⟨

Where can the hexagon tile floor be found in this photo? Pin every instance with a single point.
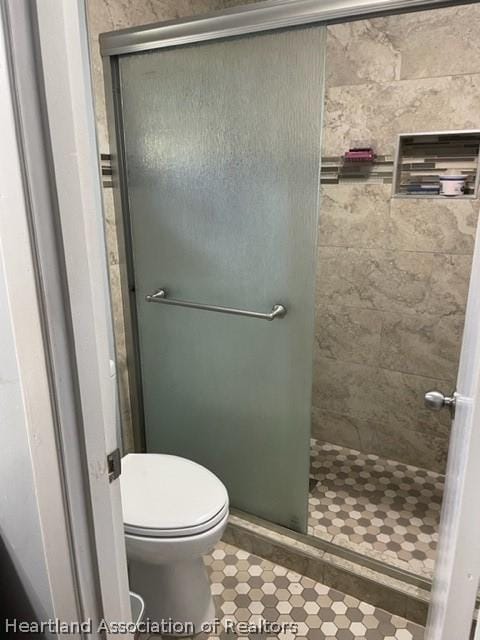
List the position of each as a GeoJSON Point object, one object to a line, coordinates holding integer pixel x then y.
{"type": "Point", "coordinates": [253, 591]}
{"type": "Point", "coordinates": [379, 507]}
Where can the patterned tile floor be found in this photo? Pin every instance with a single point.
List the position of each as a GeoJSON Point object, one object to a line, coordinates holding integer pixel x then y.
{"type": "Point", "coordinates": [381, 508]}
{"type": "Point", "coordinates": [253, 591]}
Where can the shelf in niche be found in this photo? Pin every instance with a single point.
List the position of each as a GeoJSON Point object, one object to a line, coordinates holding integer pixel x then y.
{"type": "Point", "coordinates": [422, 157]}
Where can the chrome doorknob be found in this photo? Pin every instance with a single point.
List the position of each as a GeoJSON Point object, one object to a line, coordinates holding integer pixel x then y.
{"type": "Point", "coordinates": [436, 400]}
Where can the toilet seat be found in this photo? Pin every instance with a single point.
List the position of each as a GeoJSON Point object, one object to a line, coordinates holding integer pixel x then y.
{"type": "Point", "coordinates": [165, 496]}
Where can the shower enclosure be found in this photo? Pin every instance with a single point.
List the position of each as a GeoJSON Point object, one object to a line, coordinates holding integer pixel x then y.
{"type": "Point", "coordinates": [222, 162]}
{"type": "Point", "coordinates": [253, 249]}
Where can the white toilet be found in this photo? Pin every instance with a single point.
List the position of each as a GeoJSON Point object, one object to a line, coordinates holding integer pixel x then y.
{"type": "Point", "coordinates": [174, 512]}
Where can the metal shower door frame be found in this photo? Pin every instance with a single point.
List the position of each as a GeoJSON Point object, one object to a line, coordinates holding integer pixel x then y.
{"type": "Point", "coordinates": [264, 16]}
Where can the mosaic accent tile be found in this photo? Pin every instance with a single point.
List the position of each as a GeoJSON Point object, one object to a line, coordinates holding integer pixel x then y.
{"type": "Point", "coordinates": [248, 589]}
{"type": "Point", "coordinates": [379, 507]}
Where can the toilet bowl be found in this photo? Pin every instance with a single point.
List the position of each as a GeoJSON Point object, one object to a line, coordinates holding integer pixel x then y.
{"type": "Point", "coordinates": [174, 512]}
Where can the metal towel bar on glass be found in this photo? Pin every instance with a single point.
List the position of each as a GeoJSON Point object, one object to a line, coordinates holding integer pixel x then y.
{"type": "Point", "coordinates": [160, 296]}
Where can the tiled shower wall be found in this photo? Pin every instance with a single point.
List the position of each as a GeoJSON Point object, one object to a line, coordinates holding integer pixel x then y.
{"type": "Point", "coordinates": [393, 274]}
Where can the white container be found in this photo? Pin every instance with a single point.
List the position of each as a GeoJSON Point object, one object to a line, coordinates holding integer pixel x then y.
{"type": "Point", "coordinates": [452, 184]}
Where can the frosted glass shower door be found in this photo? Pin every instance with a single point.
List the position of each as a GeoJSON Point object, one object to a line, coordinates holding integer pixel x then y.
{"type": "Point", "coordinates": [222, 148]}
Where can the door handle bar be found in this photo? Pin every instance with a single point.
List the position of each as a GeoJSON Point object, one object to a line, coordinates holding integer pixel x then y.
{"type": "Point", "coordinates": [160, 296]}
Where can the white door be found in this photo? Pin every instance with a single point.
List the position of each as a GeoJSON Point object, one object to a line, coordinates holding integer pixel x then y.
{"type": "Point", "coordinates": [52, 131]}
{"type": "Point", "coordinates": [457, 572]}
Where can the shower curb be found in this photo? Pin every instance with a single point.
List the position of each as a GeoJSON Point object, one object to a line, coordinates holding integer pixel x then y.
{"type": "Point", "coordinates": [402, 594]}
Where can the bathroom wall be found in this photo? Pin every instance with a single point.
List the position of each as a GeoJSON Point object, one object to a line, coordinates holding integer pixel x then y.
{"type": "Point", "coordinates": [109, 15]}
{"type": "Point", "coordinates": [393, 274]}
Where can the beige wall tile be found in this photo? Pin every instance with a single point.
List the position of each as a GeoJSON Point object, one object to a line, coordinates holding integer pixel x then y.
{"type": "Point", "coordinates": [437, 225]}
{"type": "Point", "coordinates": [404, 46]}
{"type": "Point", "coordinates": [359, 52]}
{"type": "Point", "coordinates": [405, 445]}
{"type": "Point", "coordinates": [354, 215]}
{"type": "Point", "coordinates": [378, 396]}
{"type": "Point", "coordinates": [422, 344]}
{"type": "Point", "coordinates": [377, 113]}
{"type": "Point", "coordinates": [373, 279]}
{"type": "Point", "coordinates": [348, 334]}
{"type": "Point", "coordinates": [448, 290]}
{"type": "Point", "coordinates": [338, 429]}
{"type": "Point", "coordinates": [437, 43]}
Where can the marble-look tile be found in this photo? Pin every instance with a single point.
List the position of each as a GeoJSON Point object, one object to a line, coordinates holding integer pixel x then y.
{"type": "Point", "coordinates": [391, 440]}
{"type": "Point", "coordinates": [448, 290]}
{"type": "Point", "coordinates": [354, 215]}
{"type": "Point", "coordinates": [339, 429]}
{"type": "Point", "coordinates": [404, 46]}
{"type": "Point", "coordinates": [376, 113]}
{"type": "Point", "coordinates": [417, 36]}
{"type": "Point", "coordinates": [377, 395]}
{"type": "Point", "coordinates": [373, 279]}
{"type": "Point", "coordinates": [360, 51]}
{"type": "Point", "coordinates": [422, 344]}
{"type": "Point", "coordinates": [348, 334]}
{"type": "Point", "coordinates": [436, 225]}
{"type": "Point", "coordinates": [427, 450]}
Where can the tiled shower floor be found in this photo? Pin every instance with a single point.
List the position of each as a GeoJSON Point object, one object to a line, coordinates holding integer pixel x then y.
{"type": "Point", "coordinates": [379, 507]}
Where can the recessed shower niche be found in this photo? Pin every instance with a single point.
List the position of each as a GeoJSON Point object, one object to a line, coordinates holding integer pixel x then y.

⟩

## REQUIREMENT:
Rewrite all the records above with "photo" swapped for "image" and everything else unchanged. Omit the pictures.

## EXPECTED OUTPUT:
Where can the hexagon tile floor be found in this image? Pin every instance with a single point.
List the position of each as a GeoJSON Point object, one object to a line, coordinates holding integer pixel x then y.
{"type": "Point", "coordinates": [253, 591]}
{"type": "Point", "coordinates": [379, 507]}
Where can the patterned tile floor be found in this image? Pin every instance with a single point.
List the position of each as a GeoJSON Point object, one object to a line, coordinates holding integer pixel x then y.
{"type": "Point", "coordinates": [381, 508]}
{"type": "Point", "coordinates": [253, 591]}
Where can the shelf in niche be found in this image? Pin every instance with a single point.
List the position of each as a GeoJSON Point object, one object to a line, coordinates holding integer pixel x then y.
{"type": "Point", "coordinates": [422, 157]}
Where can the chrome doorknob be found in this image? Pin every instance with a single point.
List the position of each as a GeoJSON Point object, one object to a line, coordinates holding integer pixel x then y.
{"type": "Point", "coordinates": [436, 400]}
Where can the toilet seat be found in this image? Pin every instance with a single point.
List the position of each as a GeoJSON Point object, one object to a line, coordinates holding integer pixel x then y.
{"type": "Point", "coordinates": [165, 496]}
Where can the shower enclosure be found in this image? Pin every instance with a single point.
List the position of each as a GeoJSON Point object, one object to a line, coordinates holding integer pixel x then y.
{"type": "Point", "coordinates": [222, 162]}
{"type": "Point", "coordinates": [253, 249]}
Where can the white toilet be found in this image? Pin every instance with a single point.
List the position of each as a GeoJSON Point object, one object to a line, coordinates holding integer pixel x then y.
{"type": "Point", "coordinates": [174, 512]}
Where can the metal shower door frame be found in this image? Pin every instance with a single point.
List the position of each as a GeoJSON Point object, one object to a line, coordinates holding integer pixel x then y.
{"type": "Point", "coordinates": [264, 16]}
Where can the mosaic accent tile be found in this image? Pin every instance with a single point.
List the position of each as a GeoJSON Point object, one object to a line, coordinates holding integer pixel x then y.
{"type": "Point", "coordinates": [248, 589]}
{"type": "Point", "coordinates": [379, 507]}
Where can the toilet bowl be found in this image? Pin every instance with a single point.
List the position of each as a GeoJSON Point object, one object to a line, coordinates holding integer pixel x then y.
{"type": "Point", "coordinates": [174, 512]}
Where can the metal towel bar on glass be found in this image? Pin every instance with a single point.
List the position of each as a GeoJSON Point object, one object to a line, coordinates holding integer pixel x then y.
{"type": "Point", "coordinates": [160, 296]}
Where can the tiled shower wall be found in this image? Pin every instance with a single point.
List the position of each as a GeoJSON Point object, one object to a line, coordinates holding integer pixel x then y.
{"type": "Point", "coordinates": [393, 274]}
Where can the white container be found in this image? Pin every instance with a single point.
List the position of each as a GeoJSON Point object, one object to a line, coordinates holding integer pixel x then y.
{"type": "Point", "coordinates": [452, 184]}
Where can the frosted glass shower door be found in this image? Pin every instance with a single point.
List the position of each as a GeoJSON Point object, one object to a line, coordinates holding integer pixel x then y.
{"type": "Point", "coordinates": [222, 148]}
Where can the door handle bar be found in this image? Pin every instance with a single point.
List the position of each as a GeoJSON Point object, one object to a line, coordinates holding integer pixel x then y.
{"type": "Point", "coordinates": [160, 296]}
Where can the white door be found in this image? Pin every instance with a single point.
List the position of each as a GeoJSON Point object, one object to a line, coordinates holding integer pixel x then y.
{"type": "Point", "coordinates": [52, 131]}
{"type": "Point", "coordinates": [457, 572]}
Where can the shower curb be found in this image? Pin every instance with a single point.
List the position of each as a GeoJSON Point object, one object to a line, coordinates holding integer pixel x then y.
{"type": "Point", "coordinates": [402, 594]}
Where can the bathroom wall be found in this image? Pin every instance with a single point.
List the position of each as a GeoJSON Point object, one object to a line, coordinates holding integer pixel x then y.
{"type": "Point", "coordinates": [109, 15]}
{"type": "Point", "coordinates": [393, 274]}
Where can the beige wall tile be found in this image? Pin every instance with a single point.
List the position of each as a GeoJSON Point object, one object to a line, coordinates holding integer pixel x then y.
{"type": "Point", "coordinates": [437, 225]}
{"type": "Point", "coordinates": [404, 46]}
{"type": "Point", "coordinates": [359, 52]}
{"type": "Point", "coordinates": [405, 445]}
{"type": "Point", "coordinates": [354, 215]}
{"type": "Point", "coordinates": [378, 396]}
{"type": "Point", "coordinates": [422, 344]}
{"type": "Point", "coordinates": [377, 113]}
{"type": "Point", "coordinates": [373, 279]}
{"type": "Point", "coordinates": [348, 334]}
{"type": "Point", "coordinates": [448, 290]}
{"type": "Point", "coordinates": [338, 429]}
{"type": "Point", "coordinates": [437, 43]}
Where can the marble-look tile be found in this image? Pin every instance with a single point.
List the position of each as a GeoJSON Point object, one object to a line, coordinates holding integer pixel x then y.
{"type": "Point", "coordinates": [391, 440]}
{"type": "Point", "coordinates": [448, 290]}
{"type": "Point", "coordinates": [354, 215]}
{"type": "Point", "coordinates": [339, 429]}
{"type": "Point", "coordinates": [404, 46]}
{"type": "Point", "coordinates": [376, 113]}
{"type": "Point", "coordinates": [417, 36]}
{"type": "Point", "coordinates": [377, 395]}
{"type": "Point", "coordinates": [373, 279]}
{"type": "Point", "coordinates": [360, 51]}
{"type": "Point", "coordinates": [422, 344]}
{"type": "Point", "coordinates": [348, 334]}
{"type": "Point", "coordinates": [436, 225]}
{"type": "Point", "coordinates": [427, 450]}
Where can the tiled shower floor be found in this image? Pin every instance with a single point.
List the position of each as a GeoJSON Point object, one object to a line, coordinates holding integer pixel x then y.
{"type": "Point", "coordinates": [379, 507]}
Where can the recessed shower niche be found in this image? Pin every instance with a single point.
List the position of each as a GeoJSON Point object, one object to a line, coordinates holding integer pixel x then y.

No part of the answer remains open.